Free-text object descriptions
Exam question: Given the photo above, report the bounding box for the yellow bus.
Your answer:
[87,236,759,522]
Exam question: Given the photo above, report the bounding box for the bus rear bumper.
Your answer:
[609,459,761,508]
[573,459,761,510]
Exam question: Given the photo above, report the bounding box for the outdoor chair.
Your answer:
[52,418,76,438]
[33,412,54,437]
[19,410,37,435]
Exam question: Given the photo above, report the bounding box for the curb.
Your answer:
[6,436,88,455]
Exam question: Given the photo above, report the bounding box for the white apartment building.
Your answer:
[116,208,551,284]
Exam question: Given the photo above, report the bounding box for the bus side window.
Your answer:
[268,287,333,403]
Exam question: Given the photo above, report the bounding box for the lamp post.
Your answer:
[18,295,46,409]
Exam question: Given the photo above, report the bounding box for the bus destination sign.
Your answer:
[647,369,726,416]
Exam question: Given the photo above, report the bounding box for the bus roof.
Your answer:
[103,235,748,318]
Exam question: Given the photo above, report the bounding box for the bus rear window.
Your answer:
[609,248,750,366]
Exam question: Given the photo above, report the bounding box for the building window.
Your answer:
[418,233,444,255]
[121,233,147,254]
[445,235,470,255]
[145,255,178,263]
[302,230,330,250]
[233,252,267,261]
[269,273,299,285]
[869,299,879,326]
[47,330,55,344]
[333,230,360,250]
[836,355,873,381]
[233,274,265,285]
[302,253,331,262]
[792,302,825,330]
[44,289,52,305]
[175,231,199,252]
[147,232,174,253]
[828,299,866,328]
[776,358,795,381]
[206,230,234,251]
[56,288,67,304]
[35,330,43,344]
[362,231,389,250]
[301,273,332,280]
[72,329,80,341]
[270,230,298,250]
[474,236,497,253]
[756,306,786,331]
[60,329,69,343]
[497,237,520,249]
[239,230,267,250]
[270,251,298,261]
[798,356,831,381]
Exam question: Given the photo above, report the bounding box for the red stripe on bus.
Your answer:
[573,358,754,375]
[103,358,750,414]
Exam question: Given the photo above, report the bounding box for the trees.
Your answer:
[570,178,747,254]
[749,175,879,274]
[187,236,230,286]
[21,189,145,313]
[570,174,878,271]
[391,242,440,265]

[Your instructions]
Say how many lines in the data include the string "rear", giving the number alone.

[Exercise answer]
2